* **Provided passage**:
MP

Recessions and Economic Fluctuations

Recessions

  • Recession: A period of declining real incomes and rising unemployment.
    • Rule of thumb: Two consecutive quarters of negative real GDP growth.
  • Depression: A severe recession.
    • Rule of thumb:
      • Three consecutive years of negative real GDP growth.
      • A 10% decline in real GDP.

Key Facts About Economic Fluctuations

  • Economic fluctuations are irregular and unpredictable.
    • The business cycle.
  • As output falls, unemployment rises.
  • Most macroeconomic quantities fluctuate together.
    • Recessions are economy-wide phenomena.

Short-Run Economic Fluctuations

  • Real GDP and investment spending decline during recessions.
  • Unemployment rises during recessions.

Long-Run Equilibrium

  • The economy begins in long-run equilibrium.
  • This is the intersection of the Aggregate Demand (AD), Long-Run Aggregate Supply (LRAS), and Short-Run Aggregate Supply (SRAS) curves.

Long-Run Equilibrium

  • The long-run equilibrium of the economy is found where the aggregate-demand curve crosses the long-run aggregate-supply curve.
  • When the economy reaches this long-run equilibrium, the expected price level will have adjusted to equal the actual price level.
  • As a result, the short-run aggregate-supply curve crosses this point as well.

Two Ways to a Recession

  • 1. Decrease in Aggregate Demand
    • Example: A wave of pessimism shifts the aggregate demand curve to the left.

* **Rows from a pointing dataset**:
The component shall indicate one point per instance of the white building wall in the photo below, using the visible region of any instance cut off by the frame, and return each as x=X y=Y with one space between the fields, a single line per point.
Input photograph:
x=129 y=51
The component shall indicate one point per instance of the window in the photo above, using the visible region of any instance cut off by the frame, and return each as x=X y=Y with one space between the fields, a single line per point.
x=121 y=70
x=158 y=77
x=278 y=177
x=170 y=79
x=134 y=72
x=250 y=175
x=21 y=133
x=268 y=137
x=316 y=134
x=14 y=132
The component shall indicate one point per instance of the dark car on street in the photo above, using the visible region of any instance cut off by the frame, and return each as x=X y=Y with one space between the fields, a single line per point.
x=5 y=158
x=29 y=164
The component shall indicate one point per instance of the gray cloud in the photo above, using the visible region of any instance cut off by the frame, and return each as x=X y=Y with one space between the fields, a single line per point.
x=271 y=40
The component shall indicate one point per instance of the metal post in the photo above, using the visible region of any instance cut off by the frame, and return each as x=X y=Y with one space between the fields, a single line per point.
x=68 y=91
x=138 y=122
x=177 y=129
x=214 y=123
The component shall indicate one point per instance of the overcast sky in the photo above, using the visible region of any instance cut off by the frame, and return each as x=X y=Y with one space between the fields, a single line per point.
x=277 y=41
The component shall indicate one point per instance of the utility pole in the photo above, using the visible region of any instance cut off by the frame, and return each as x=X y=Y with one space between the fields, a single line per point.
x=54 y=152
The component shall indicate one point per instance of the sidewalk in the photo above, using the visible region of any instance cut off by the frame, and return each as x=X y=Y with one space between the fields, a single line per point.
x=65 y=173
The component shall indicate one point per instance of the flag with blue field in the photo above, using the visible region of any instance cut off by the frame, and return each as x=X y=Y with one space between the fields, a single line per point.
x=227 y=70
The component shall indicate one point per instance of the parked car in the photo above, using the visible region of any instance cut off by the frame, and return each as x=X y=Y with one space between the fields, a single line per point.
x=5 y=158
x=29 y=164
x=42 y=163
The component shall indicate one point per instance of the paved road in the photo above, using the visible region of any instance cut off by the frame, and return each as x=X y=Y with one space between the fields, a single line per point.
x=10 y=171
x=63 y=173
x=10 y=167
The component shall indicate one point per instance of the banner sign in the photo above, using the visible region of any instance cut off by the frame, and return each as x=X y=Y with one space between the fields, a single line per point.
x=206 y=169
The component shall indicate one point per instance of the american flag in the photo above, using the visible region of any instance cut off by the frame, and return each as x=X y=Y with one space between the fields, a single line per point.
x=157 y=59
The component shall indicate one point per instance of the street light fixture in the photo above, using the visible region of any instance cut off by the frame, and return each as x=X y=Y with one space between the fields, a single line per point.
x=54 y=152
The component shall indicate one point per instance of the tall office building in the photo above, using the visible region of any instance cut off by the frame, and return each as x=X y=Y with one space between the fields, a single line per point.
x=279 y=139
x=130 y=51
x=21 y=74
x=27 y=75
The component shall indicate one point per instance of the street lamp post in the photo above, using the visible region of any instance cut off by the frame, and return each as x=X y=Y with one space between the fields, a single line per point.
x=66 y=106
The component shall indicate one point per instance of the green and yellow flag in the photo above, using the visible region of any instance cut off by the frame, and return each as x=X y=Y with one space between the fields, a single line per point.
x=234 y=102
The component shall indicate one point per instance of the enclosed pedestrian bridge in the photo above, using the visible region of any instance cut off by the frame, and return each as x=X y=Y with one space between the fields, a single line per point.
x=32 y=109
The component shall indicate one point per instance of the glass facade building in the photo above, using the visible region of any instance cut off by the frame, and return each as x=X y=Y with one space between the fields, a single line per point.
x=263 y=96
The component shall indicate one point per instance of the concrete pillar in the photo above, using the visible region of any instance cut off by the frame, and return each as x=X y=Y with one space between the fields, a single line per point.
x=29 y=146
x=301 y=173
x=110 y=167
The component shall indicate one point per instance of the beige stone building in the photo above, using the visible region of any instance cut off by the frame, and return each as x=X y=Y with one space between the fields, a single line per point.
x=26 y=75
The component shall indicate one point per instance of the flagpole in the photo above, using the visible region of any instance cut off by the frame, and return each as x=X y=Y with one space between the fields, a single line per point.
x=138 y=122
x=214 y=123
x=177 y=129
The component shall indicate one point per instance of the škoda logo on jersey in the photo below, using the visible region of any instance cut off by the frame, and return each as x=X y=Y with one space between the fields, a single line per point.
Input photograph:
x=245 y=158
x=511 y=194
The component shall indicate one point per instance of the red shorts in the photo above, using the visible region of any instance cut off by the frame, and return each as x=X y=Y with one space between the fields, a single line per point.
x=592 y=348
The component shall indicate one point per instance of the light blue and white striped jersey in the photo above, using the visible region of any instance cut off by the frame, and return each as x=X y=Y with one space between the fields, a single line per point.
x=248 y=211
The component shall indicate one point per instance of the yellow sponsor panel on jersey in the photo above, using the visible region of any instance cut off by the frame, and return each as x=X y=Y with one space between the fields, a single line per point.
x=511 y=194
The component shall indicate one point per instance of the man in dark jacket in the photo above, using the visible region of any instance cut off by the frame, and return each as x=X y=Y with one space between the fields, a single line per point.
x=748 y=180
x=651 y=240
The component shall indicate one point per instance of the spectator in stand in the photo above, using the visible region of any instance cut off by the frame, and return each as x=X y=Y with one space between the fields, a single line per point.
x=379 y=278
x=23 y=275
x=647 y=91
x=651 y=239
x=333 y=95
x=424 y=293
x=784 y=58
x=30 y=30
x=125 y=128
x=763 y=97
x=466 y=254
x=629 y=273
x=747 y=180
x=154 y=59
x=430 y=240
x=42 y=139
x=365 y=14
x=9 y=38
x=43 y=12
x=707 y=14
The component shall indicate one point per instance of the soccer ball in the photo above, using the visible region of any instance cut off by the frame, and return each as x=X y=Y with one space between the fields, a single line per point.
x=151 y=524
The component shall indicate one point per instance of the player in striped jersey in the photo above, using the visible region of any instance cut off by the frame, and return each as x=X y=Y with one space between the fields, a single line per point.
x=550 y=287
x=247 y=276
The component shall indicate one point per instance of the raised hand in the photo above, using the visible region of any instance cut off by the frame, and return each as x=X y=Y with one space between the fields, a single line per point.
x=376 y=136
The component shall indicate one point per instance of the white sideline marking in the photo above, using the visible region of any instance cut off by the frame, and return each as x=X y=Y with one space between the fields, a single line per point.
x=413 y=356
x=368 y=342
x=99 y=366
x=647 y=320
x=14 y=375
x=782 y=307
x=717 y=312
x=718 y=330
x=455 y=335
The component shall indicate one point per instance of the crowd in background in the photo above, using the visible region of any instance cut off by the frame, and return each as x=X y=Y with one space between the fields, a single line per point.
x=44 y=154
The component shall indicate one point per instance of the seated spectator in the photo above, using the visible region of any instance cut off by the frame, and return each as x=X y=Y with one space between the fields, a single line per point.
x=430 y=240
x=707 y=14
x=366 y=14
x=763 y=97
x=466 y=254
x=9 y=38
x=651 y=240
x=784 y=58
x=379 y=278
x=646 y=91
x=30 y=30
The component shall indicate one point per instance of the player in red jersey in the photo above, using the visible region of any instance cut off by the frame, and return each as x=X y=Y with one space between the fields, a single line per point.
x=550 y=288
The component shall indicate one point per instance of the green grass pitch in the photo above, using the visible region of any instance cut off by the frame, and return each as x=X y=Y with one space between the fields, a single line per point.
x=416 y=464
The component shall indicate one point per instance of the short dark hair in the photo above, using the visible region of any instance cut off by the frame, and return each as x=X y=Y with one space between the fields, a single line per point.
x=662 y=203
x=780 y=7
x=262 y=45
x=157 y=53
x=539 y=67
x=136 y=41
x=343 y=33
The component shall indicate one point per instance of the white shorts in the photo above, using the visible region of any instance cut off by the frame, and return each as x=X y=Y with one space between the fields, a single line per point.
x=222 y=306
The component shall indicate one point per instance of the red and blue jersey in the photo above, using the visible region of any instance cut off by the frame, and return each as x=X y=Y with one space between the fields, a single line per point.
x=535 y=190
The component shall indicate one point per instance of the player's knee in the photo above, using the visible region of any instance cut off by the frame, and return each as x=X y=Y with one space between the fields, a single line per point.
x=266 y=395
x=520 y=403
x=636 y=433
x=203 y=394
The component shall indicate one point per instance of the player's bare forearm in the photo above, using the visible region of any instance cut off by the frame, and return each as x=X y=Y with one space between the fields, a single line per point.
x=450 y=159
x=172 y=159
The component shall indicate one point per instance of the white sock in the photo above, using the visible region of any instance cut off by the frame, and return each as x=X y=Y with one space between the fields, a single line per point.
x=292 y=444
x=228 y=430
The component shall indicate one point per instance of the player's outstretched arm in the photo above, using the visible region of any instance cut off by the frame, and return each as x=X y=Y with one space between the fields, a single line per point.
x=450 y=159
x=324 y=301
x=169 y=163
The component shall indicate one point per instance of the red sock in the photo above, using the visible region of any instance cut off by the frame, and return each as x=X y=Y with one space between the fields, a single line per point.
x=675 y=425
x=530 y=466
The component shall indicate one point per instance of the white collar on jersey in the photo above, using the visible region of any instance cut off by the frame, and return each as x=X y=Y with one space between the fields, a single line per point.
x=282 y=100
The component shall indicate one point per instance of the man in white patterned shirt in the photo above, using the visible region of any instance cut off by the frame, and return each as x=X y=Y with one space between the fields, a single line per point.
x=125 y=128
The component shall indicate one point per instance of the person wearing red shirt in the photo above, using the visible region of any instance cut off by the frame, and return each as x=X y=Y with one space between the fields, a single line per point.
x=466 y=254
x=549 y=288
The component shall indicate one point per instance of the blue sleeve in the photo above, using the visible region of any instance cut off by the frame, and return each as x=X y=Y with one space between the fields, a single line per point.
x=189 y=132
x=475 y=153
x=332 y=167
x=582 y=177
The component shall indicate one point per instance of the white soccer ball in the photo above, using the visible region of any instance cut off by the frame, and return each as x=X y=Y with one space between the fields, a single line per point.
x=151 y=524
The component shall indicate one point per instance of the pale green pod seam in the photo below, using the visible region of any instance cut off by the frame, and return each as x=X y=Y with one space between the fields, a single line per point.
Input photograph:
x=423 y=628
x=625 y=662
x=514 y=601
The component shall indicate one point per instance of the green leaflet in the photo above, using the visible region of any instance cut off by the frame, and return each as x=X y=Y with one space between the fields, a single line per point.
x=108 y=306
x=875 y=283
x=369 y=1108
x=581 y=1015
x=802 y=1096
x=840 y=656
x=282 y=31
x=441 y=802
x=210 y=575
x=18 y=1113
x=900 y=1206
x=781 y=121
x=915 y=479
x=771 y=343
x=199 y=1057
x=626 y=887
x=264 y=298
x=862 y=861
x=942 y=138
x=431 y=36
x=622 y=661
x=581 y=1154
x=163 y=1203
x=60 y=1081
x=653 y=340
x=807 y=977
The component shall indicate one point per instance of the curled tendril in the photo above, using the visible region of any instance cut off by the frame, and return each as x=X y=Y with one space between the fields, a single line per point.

* **Task statement**: Condense the group of points in the recessions outline above that begins "The long-run equilibrium of the economy is found" into one or two sentences that keep its main facts.

* **Task result**: Long-run equilibrium lies where the aggregate-demand curve crosses the long-run aggregate-supply curve. There the expected price level has adjusted to equal the actual price level, so the short-run aggregate-supply curve also passes through that point.